Citez intégralement le matériel ci-dessous, ligne par ligne, sans y apporter la moindre modification.

MATÉRIEL SOURCE
#####

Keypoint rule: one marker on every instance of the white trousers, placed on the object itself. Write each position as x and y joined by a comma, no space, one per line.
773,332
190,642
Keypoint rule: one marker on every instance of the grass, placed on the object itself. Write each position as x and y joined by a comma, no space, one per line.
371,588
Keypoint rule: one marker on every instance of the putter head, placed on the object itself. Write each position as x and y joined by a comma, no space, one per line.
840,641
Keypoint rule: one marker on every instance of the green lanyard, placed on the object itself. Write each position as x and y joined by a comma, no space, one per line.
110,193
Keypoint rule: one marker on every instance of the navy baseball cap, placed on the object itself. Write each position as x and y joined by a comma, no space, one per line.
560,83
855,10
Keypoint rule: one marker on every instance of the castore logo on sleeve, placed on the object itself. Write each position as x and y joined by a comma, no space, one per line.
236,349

#####

RÉSULTAT OBTENU
Keypoint rule: one marker on every instance of the white trousers, placed on the object itself. Write each position as x and y joined by a comma, no space, one per line.
773,332
190,642
Keypoint rule: one marker on every instance of the grass, placed on the object itself. Write each position as x and y joined by a comma, no space, one per line.
371,588
Keypoint rule: one marker on every instance of the putter head, placed on the object itself. Write each position as x and y joined by a comma, no space, one per line.
840,641
Keypoint rule: one marker on every instance of the green lanyard, placed on the object itself. Write each position as x and y joined by a comma, no space, one per line.
110,193
Keypoint rule: one marker on every instance of the navy baseball cap, placed on the object itself. Write each position as x and y joined by a comma, no space, one per line.
560,83
855,10
Keypoint rule: one marker on every instance of the castore logo on sleeve, placed on the object itself. Write each position as x and y joined by a comma, no space, one per line.
236,349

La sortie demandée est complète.